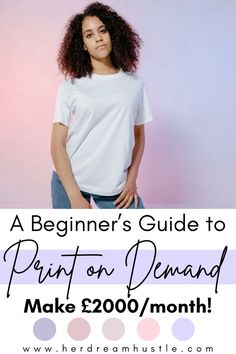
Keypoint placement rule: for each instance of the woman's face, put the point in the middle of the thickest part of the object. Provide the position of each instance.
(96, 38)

* * *

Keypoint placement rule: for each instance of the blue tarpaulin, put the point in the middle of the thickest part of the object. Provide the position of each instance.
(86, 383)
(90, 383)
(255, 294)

TASK REQUIREMENTS » Please find every line in the listing above that contains the string "point" and copy each of those lines. Case counts.

FULL SOLUTION »
Keypoint placement rule: for each instance of the woman's face, put the point in the middle of the thickest part of the object. Provide the position of each instance.
Keypoint placement rule: for each instance of the blue tarpaulin, put the point in the middle of the thickest part of the object. Provide the position of each instance.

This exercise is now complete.